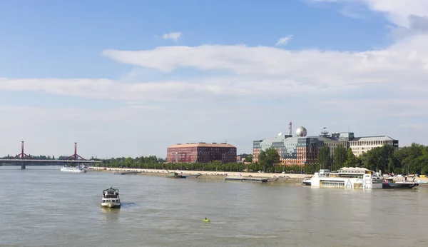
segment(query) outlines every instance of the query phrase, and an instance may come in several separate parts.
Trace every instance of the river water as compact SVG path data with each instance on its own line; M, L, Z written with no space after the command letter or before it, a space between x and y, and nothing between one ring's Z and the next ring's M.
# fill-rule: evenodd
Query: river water
M123 206L100 207L121 191ZM419 246L428 189L345 190L0 166L0 246ZM211 220L204 223L205 217Z

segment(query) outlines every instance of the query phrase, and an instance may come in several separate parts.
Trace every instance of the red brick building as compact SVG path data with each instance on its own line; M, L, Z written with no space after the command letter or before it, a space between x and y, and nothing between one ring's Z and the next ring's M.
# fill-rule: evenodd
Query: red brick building
M168 163L236 162L236 147L226 143L175 144L168 148Z

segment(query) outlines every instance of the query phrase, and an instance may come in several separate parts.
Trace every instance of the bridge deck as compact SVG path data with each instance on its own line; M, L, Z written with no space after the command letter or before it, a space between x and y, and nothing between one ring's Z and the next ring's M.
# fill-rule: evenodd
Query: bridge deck
M40 162L40 163L101 163L100 161L68 161L59 159L14 159L0 158L0 162Z

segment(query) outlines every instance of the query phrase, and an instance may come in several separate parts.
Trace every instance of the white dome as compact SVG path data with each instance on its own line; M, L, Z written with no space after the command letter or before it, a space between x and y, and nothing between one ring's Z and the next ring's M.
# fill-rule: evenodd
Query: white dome
M303 126L300 126L296 129L296 135L297 136L306 136L307 133L307 131L306 131L306 128Z

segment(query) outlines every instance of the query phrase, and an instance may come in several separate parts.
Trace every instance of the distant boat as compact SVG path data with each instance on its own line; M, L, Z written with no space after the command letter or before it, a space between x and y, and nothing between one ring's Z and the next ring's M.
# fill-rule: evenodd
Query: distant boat
M412 188L419 186L417 182L411 181L394 181L394 178L389 177L384 179L383 188Z
M167 170L167 171L168 171L168 170ZM202 174L200 174L200 173L194 174L194 175L180 174L175 171L170 171L170 172L168 171L168 173L167 176L165 176L165 177L170 178L190 178L190 177L198 178L198 176L200 176Z
M74 173L86 173L86 169L82 166L67 166L66 165L61 167L61 171L68 171Z
M309 176L305 177L305 179L303 179L303 181L302 181L302 183L310 186L310 178L311 177Z
M103 191L101 206L109 208L118 208L121 207L119 190L113 187Z

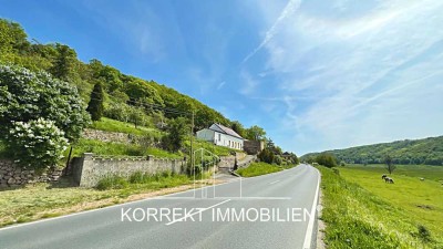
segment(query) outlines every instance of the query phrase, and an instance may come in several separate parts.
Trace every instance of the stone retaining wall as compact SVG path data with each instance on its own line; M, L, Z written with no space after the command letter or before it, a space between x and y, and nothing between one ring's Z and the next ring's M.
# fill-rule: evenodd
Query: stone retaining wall
M249 155L256 155L265 148L262 141L244 141L243 149Z
M33 183L58 181L62 175L61 169L49 169L38 175L33 169L25 169L16 165L12 160L0 160L0 187L18 187Z
M85 153L81 158L74 158L72 173L80 187L95 187L100 179L106 176L128 177L134 173L156 174L186 172L187 162L184 159L164 159L148 157L100 157Z

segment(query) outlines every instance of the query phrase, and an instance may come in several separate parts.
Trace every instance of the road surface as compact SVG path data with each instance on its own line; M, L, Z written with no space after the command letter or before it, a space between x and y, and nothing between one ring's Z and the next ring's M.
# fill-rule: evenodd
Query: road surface
M309 248L318 183L316 168L299 165L7 227L0 229L0 248Z

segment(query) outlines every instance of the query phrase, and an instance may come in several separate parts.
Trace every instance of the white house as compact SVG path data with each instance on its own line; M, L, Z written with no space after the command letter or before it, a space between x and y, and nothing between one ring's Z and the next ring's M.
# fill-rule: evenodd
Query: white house
M245 141L231 128L225 127L220 124L213 124L209 128L198 131L197 138L212 142L215 145L240 151L243 151L243 142Z

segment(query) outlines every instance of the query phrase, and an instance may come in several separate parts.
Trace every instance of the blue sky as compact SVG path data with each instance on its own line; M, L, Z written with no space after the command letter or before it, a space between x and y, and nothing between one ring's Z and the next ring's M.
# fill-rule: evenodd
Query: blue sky
M443 1L0 0L30 38L155 80L299 155L443 135Z

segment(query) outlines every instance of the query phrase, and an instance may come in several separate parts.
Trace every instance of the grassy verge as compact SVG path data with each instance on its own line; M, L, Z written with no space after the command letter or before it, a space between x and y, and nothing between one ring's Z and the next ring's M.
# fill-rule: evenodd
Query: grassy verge
M390 175L395 181L392 185L381 180L381 174L385 174L382 166L343 167L340 174L348 181L359 184L389 204L401 207L408 217L425 226L433 237L442 238L443 246L443 185L429 179L441 179L443 167L398 166ZM422 181L420 177L426 179Z
M350 183L333 170L321 172L326 243L329 248L440 248L429 228L401 206ZM336 170L339 173L338 170ZM340 170L340 174L346 174ZM358 175L353 174L353 177ZM379 178L379 177L378 177ZM377 181L381 179L377 179ZM392 187L393 185L384 185Z
M282 170L281 167L277 165L267 164L267 163L253 163L247 168L240 168L237 170L237 174L243 177L251 177L251 176L260 176L265 174L270 174L275 172Z
M370 164L367 166L359 164L347 165L346 168L364 169L365 172L372 172L377 174L388 174L384 165ZM394 175L410 176L416 178L425 178L431 180L443 181L443 166L432 165L395 165Z
M210 183L210 180L206 180ZM198 186L207 184L205 180ZM56 185L35 184L13 190L0 190L0 227L56 217L82 210L192 189L194 184L185 175L144 176L130 179L107 178L101 189L72 187L62 179Z
M65 156L69 151L65 152ZM113 156L147 156L153 155L163 158L182 158L179 153L169 153L159 148L145 148L136 144L122 144L122 143L106 143L95 139L81 138L73 146L73 156L81 156L83 153L94 153L97 155L113 155Z

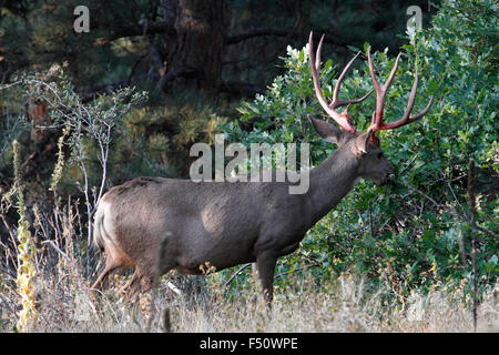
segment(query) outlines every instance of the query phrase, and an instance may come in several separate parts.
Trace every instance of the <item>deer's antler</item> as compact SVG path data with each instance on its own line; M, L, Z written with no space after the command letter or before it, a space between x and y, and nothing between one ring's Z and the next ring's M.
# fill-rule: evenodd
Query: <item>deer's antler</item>
M409 124L416 120L419 120L428 112L429 108L431 106L431 103L434 102L434 98L431 98L430 101L428 102L427 106L425 108L425 110L422 110L421 112L419 112L418 114L416 114L414 116L410 116L410 112L413 112L413 108L414 108L414 103L415 103L415 99L416 99L416 91L418 89L418 70L416 68L416 75L415 75L413 89L410 90L409 101L407 102L406 111L404 111L403 118L396 122L390 122L390 123L383 122L385 97L388 91L388 88L390 87L391 80L394 79L395 73L397 72L398 61L400 60L400 54L401 53L398 53L397 59L395 60L394 68L391 69L390 75L388 77L387 81L385 82L385 84L383 87L379 87L379 83L376 79L376 74L374 71L373 60L370 58L370 49L367 51L367 60L369 62L370 78L373 79L373 84L374 84L375 91L376 91L376 111L373 112L373 118L371 118L370 126L369 126L369 130L373 130L373 133L376 131L381 131L381 130L396 129L396 128Z
M339 88L342 87L342 82L345 79L346 73L350 69L350 67L354 63L354 61L357 59L358 54L360 54L360 52L357 53L357 55L355 55L348 62L348 64L345 67L345 69L343 70L342 74L338 78L338 81L336 82L336 87L335 87L335 89L333 91L333 100L332 100L330 103L327 103L326 99L323 95L323 91L320 89L320 82L319 82L320 51L322 51L322 48L323 48L323 40L324 40L324 34L320 38L319 44L317 47L317 55L315 55L314 54L313 32L310 32L310 37L308 39L308 62L310 64L312 80L314 82L315 94L317 97L318 102L323 106L324 111L326 111L326 113L334 121L336 121L336 123L338 123L342 129L344 129L345 131L347 131L349 133L356 133L355 126L352 124L352 118L348 114L348 108L349 108L350 104L359 103L359 102L363 102L364 100L366 100L367 97L373 92L373 90L370 90L368 93L366 93L360 99L348 100L348 101L340 101L338 99L338 92L339 92ZM347 105L347 108L342 113L338 113L336 111L336 109L339 108L339 106L344 106L344 105Z

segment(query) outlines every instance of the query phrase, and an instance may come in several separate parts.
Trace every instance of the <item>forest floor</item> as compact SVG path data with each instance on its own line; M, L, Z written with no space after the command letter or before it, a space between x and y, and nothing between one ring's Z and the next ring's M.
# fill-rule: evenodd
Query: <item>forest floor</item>
M277 286L267 310L251 278L227 296L215 278L173 275L163 277L154 294L126 302L116 293L124 277L95 296L69 263L59 267L64 276L37 283L38 321L32 332L145 332L150 320L150 332L473 332L472 302L459 290L415 291L397 301L393 291L373 290L363 277L345 274L317 286L305 274L286 283L293 286ZM181 294L169 282L179 285ZM6 283L1 291L4 300L16 296ZM477 331L499 332L498 294L498 285L483 294ZM0 332L14 329L13 308L0 307Z

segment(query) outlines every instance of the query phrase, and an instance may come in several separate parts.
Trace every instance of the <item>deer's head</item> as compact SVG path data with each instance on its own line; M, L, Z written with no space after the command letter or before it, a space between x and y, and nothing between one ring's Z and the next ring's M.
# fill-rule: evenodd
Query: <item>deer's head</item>
M319 68L320 68L320 50L323 45L324 36L320 38L317 55L314 54L314 44L313 44L313 33L310 32L310 37L308 39L308 54L309 54L309 64L312 69L312 80L314 82L315 94L320 103L320 106L324 111L332 118L338 125L324 122L320 120L309 118L316 132L327 142L335 143L338 145L338 152L342 151L342 154L353 156L355 159L357 173L359 176L364 179L371 180L378 184L386 183L389 179L394 178L394 169L388 160L383 154L379 139L376 136L376 131L381 130L390 130L396 129L406 124L409 124L420 118L422 118L431 106L432 98L430 99L428 105L420 113L410 116L410 113L414 108L416 91L418 87L418 72L416 70L415 81L413 84L413 89L410 91L409 101L407 103L404 115L400 120L396 122L385 123L383 121L383 111L385 105L385 97L388 91L388 88L391 83L391 80L395 77L395 72L398 68L398 61L400 59L400 54L398 54L395 65L391 69L390 75L383 87L378 84L378 81L375 75L375 71L373 68L373 61L370 58L370 51L367 52L367 59L369 62L369 72L374 83L374 90L376 91L376 109L373 112L370 125L365 133L357 132L355 126L353 125L353 121L350 115L348 114L348 108L350 104L363 102L369 94L373 92L370 90L363 98L357 100L348 100L340 101L338 99L339 88L342 85L343 80L345 79L346 73L350 69L355 59L358 57L354 57L348 64L343 70L342 74L338 78L336 87L333 91L333 99L330 103L326 102L326 99L323 95L320 83L319 83ZM343 112L337 112L336 109L339 106L346 105L346 109Z

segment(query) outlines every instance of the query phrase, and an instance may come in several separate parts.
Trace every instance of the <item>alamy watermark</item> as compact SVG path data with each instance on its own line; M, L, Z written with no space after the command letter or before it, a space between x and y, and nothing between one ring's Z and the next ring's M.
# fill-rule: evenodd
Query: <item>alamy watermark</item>
M73 22L74 32L90 32L90 10L88 7L80 4L74 8L73 14L78 18Z
M244 144L231 143L225 148L225 135L216 134L214 154L208 144L195 143L191 146L190 155L198 156L190 169L190 176L194 182L289 182L289 194L304 194L308 191L309 143L299 144L299 170L296 143L251 143L248 155ZM232 158L226 165L225 158Z

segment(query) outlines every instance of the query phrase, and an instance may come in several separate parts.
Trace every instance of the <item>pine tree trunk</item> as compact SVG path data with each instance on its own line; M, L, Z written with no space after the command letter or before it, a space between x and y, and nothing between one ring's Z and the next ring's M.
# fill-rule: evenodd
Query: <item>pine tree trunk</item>
M216 92L224 51L226 0L179 0L176 38L165 38L165 74L160 83L166 91L175 80L189 89Z

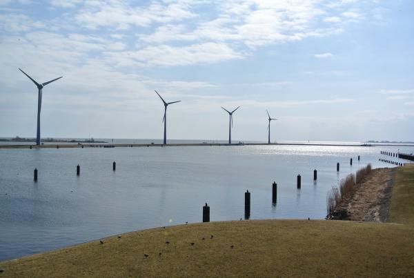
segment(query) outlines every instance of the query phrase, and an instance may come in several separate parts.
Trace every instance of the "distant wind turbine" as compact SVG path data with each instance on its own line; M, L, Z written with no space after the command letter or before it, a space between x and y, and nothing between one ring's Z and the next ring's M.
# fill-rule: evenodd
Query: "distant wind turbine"
M155 91L155 92L157 93L157 95L158 95L158 97L159 97L159 98L161 99L161 100L162 101L162 102L164 102L164 117L162 119L162 121L164 123L164 144L166 145L167 144L167 106L169 104L172 104L172 103L176 103L177 102L180 102L181 101L172 101L172 102L166 102L164 99L162 97L161 97L161 96L159 95L159 94L158 93L158 92L157 92L157 90L154 90Z
M228 143L231 143L231 129L233 128L233 113L234 113L235 110L239 109L239 107L240 106L237 107L236 109L235 109L232 112L230 112L228 110L226 110L226 108L224 108L223 107L221 107L221 108L223 108L224 110L226 110L226 112L227 112L228 113L228 115L230 116L230 119L228 121Z
M270 118L270 115L269 115L269 112L266 110L266 112L267 112L268 113L268 116L269 117L269 125L268 126L268 130L269 131L269 135L268 135L268 143L270 143L270 121L273 120L277 120L277 119L273 119Z
M42 83L39 84L39 83L36 82L34 81L34 79L33 79L32 77L28 76L25 72L21 70L20 68L19 70L20 70L20 71L21 72L23 72L24 74L24 75L29 77L29 79L30 80L32 80L33 81L33 83L36 85L36 86L37 87L37 89L39 89L39 95L38 95L38 97L37 97L37 133L36 135L36 145L40 145L40 110L41 109L41 89L43 89L43 88L44 86L46 86L46 85L48 85L48 83L52 83L57 79L59 79L62 78L63 77L58 77L53 80L50 80L50 81Z

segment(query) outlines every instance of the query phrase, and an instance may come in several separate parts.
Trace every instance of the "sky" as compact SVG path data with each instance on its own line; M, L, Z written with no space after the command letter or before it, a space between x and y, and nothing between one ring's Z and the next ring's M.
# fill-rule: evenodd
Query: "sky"
M0 0L0 137L414 141L411 0Z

-------

Which lines in the rows above contain the string "antler", with case counting? List each of those lines in full.

Trace every instance of the <item>deer's antler</item> as compact SVG path data with each instance on its own line; M, L, Z written with no space after the command letter or before it, a space between x and y, and nothing between one ring's Z and the next ring's M.
Query: <item>deer's antler</item>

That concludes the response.